• _Problem_
Nothing in the entries may be dropped: restate them word for word.

Extracted records:
Start of Block
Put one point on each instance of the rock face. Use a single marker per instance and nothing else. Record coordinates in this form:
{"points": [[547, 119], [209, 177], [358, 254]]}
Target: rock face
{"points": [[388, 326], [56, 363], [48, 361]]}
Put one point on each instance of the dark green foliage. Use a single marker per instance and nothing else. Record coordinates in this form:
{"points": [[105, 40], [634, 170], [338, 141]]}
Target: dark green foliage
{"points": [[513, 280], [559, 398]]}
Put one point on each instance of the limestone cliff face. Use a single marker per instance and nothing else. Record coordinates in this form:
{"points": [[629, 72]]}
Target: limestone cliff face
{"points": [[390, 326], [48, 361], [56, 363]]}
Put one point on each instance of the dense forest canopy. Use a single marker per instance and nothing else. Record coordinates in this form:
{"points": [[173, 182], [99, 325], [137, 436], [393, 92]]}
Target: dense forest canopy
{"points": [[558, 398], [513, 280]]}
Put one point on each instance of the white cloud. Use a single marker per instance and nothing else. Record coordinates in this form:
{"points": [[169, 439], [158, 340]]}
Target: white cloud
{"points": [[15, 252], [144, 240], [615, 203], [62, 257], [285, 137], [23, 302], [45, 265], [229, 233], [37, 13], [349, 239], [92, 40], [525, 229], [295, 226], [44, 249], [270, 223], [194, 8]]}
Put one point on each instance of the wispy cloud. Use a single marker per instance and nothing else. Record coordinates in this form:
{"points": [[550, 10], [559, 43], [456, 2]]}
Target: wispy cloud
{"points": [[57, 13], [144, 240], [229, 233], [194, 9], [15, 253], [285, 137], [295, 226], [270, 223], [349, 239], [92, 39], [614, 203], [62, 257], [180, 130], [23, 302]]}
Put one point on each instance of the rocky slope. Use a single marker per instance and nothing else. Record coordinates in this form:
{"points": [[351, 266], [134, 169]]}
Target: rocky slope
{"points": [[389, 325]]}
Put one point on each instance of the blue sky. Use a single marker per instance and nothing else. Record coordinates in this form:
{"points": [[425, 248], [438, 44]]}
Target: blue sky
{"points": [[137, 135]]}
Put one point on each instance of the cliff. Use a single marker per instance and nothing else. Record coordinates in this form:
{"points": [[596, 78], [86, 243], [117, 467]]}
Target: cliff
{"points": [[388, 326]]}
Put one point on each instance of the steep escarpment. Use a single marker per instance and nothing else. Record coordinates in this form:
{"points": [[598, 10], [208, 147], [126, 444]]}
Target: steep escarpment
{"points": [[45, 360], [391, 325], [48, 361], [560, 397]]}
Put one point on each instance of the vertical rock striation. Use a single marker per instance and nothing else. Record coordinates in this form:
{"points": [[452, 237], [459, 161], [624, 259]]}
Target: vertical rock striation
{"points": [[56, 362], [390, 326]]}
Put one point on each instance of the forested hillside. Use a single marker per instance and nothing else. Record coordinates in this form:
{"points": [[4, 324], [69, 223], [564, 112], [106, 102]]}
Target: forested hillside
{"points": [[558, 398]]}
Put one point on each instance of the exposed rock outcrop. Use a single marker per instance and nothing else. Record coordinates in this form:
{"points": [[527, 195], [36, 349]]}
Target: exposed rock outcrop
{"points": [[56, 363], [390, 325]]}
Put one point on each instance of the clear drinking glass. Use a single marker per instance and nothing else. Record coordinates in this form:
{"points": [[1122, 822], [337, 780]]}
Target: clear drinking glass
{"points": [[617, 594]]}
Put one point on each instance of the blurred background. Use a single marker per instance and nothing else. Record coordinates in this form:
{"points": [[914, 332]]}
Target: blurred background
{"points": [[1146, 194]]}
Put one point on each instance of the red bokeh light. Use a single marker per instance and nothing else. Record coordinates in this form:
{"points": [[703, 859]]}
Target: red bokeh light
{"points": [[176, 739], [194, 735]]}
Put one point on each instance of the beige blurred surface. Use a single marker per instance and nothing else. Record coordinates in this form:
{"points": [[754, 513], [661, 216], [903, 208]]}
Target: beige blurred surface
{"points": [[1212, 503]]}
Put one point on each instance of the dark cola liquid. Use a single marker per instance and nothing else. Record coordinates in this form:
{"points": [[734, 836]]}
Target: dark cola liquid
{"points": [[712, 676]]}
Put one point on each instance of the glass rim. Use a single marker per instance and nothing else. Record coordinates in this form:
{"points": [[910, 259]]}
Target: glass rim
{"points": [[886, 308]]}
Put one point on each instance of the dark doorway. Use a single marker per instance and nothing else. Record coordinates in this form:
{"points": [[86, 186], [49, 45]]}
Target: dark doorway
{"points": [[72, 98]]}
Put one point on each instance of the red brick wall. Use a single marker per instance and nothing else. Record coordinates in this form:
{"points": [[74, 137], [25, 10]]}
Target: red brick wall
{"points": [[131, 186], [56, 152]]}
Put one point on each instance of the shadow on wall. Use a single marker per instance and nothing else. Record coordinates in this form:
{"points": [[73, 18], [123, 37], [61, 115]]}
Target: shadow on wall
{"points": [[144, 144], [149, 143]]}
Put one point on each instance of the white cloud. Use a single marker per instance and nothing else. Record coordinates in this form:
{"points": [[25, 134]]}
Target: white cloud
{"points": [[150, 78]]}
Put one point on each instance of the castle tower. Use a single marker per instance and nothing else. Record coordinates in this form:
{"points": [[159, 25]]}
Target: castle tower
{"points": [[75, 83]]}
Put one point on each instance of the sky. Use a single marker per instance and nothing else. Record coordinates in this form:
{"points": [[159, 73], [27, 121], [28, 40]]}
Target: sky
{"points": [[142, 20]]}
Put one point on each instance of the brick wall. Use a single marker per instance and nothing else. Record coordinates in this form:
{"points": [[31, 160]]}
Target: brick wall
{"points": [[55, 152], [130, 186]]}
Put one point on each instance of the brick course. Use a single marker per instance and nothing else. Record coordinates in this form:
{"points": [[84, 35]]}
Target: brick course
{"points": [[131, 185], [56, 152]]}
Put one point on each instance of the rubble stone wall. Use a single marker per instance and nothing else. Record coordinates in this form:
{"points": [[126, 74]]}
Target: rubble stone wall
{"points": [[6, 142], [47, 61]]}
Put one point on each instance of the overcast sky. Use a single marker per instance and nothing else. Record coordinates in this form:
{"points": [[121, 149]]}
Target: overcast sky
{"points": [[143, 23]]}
End of Block
• _Result for this exercise_
Put one point on each instance of the rock face. Use a single marker per instance and nothing else. Record coordinates in this form:
{"points": [[547, 119], [209, 177], [358, 254]]}
Target: rock face
{"points": [[388, 326], [56, 363], [48, 361]]}
Put one point on each instance of the dark green foliage. Use a single marker per instance and nothing else. Record coordinates in this form:
{"points": [[105, 40], [634, 170], [338, 141]]}
Target: dark green foliage
{"points": [[513, 280], [559, 398]]}
Put one point on each instance of the limestone cliff face. Use a single marker per instance and nothing else. Record coordinates in this form:
{"points": [[629, 72]]}
Target: limestone cliff face
{"points": [[390, 326], [48, 361], [56, 363]]}
Put one point on each instance of the dense forest canopy. Use a single marker per instance and nothing else. Record coordinates in this form:
{"points": [[173, 182], [99, 325], [137, 436], [393, 92]]}
Target: dense forest canopy
{"points": [[558, 398], [513, 280]]}
Put one point on each instance of the white cloud. Use a single marker per instance and nothing else. Record coordinates in this form:
{"points": [[169, 439], [158, 340]]}
Target: white cloud
{"points": [[15, 252], [144, 240], [615, 203], [62, 257], [285, 137], [23, 302], [45, 265], [229, 233], [37, 13], [349, 239], [92, 40], [525, 229], [295, 226], [44, 249], [270, 223], [194, 8]]}
Put one point on each instance of the wispy cloud. Use a single marker per instance and nothing else. Record coordinates in this form:
{"points": [[550, 10], [559, 43], [456, 2]]}
Target: wispy cloud
{"points": [[57, 13], [144, 240], [229, 233], [194, 9], [15, 253], [285, 137], [295, 226], [270, 223], [349, 239], [92, 39], [614, 203], [62, 257], [180, 130], [23, 302]]}
Put one point on each instance of the rocky slope. Use a single marker per instance and nothing else. Record coordinates in this form:
{"points": [[351, 266], [134, 169]]}
Target: rocky slope
{"points": [[389, 325]]}
Put one point on each instance of the blue sky. Use a single marker per instance and nothing else. Record coordinates in this form:
{"points": [[425, 248], [438, 44]]}
Target: blue sky
{"points": [[137, 135]]}
Put one point on each instance of the cliff. Use a single marker per instance and nothing else. Record coordinates in this form:
{"points": [[596, 78], [86, 243], [117, 467]]}
Target: cliff
{"points": [[388, 326]]}
Put one point on each instance of the steep escarpment. Use a single marker per instance and nothing else. Record coordinates in this form:
{"points": [[598, 10], [208, 147], [126, 444]]}
Target: steep escarpment
{"points": [[45, 360], [391, 325], [48, 361], [560, 397]]}
Put one point on each instance of the vertical rock striation. Use a single marker per instance and nothing else. Record coordinates in this form:
{"points": [[452, 237], [459, 161], [624, 259]]}
Target: vertical rock striation
{"points": [[56, 362], [390, 326]]}
Put one point on each instance of the forested hillside. Use a single marker per instance and nothing else. Record coordinates in this form:
{"points": [[4, 324], [69, 223], [564, 112], [106, 102]]}
Target: forested hillside
{"points": [[558, 398]]}
Put one point on each instance of the exposed rock outcrop. Use a single marker per instance and nothing else. Record coordinates in this form:
{"points": [[527, 195], [36, 349]]}
Target: exposed rock outcrop
{"points": [[56, 363], [390, 325]]}
Put one point on each instance of the clear drinking glass. Use a single marker per instance and nothing else. Record coordinates in this form:
{"points": [[1122, 822], [337, 780]]}
Target: clear drinking glass
{"points": [[617, 594]]}
Put one point on each instance of the blurred background. Use a single marker per instance and nothing else. Record coordinates in this form:
{"points": [[914, 332]]}
Target: blurred background
{"points": [[1146, 194]]}
Put one point on each instance of the red bokeh light. Use a single marker per instance and nothing else. Record coordinates in this form:
{"points": [[703, 859]]}
Target: red bokeh light
{"points": [[176, 739], [194, 735]]}
Put one point on each instance of the beige blurred surface. Use a single marker per instance and nothing else. Record coordinates in this form:
{"points": [[754, 513], [661, 216], [903, 208]]}
Target: beige blurred surface
{"points": [[1212, 503]]}
Put one point on each instance of the dark cola liquid. Use a single marker per instance and nothing else. Record coordinates in this form:
{"points": [[734, 836]]}
Target: dark cola liquid
{"points": [[712, 676]]}
Put one point on each instance of the glass rim. Use a single marker per instance and nothing else. Record coordinates in this form:
{"points": [[910, 259]]}
Target: glass rim
{"points": [[886, 308]]}
Put one point on each instance of the dark doorway. Use a single marker per instance and nothing else. Record coordinates in this form:
{"points": [[86, 186], [49, 45]]}
Target: dark doorway
{"points": [[72, 98]]}
Put one point on each instance of the red brick wall. Use a single marker per instance and nothing else. Record coordinates in this form:
{"points": [[74, 137], [25, 10]]}
Target: red brick wall
{"points": [[131, 186], [56, 152]]}
Put one point on each instance of the shadow on wall. Use a single marker per instance and nothing else. Record coordinates in this form:
{"points": [[73, 18], [123, 37], [61, 115]]}
Target: shadow on wall
{"points": [[144, 144], [149, 143]]}
Put one point on each instance of the white cloud. Use a single marker per instance and nothing else. Record coordinates in this form:
{"points": [[25, 134]]}
Target: white cloud
{"points": [[150, 78]]}
Put one point on each instance of the castle tower. Use a single marker per instance and nothing else. Record coordinates in this form:
{"points": [[159, 25]]}
Target: castle tower
{"points": [[75, 83]]}
Put one point on each instance of the sky. Use a single marker per instance and nothing else. Record coordinates in this form:
{"points": [[159, 73], [27, 121], [28, 40]]}
Target: sky
{"points": [[142, 20]]}
Put one point on each instance of the brick wall. Use a single marker per instance and nothing else. Record coordinates in this form:
{"points": [[31, 160]]}
Target: brick wall
{"points": [[55, 152], [130, 186]]}
Put one point on each instance of the brick course. Use a single marker per instance and nothing else. Record coordinates in this form:
{"points": [[84, 35]]}
Target: brick course
{"points": [[131, 185], [56, 152]]}
Put one point on each instance of the rubble stone wall. Use a single marker per instance and nothing else. Record coordinates in this form:
{"points": [[126, 74]]}
Target: rubble stone wall
{"points": [[6, 142], [47, 61]]}
Put one point on each instance of the overcast sky. Use a single marker per instance and nothing else. Record coordinates in this form:
{"points": [[121, 149]]}
Target: overcast sky
{"points": [[143, 23]]}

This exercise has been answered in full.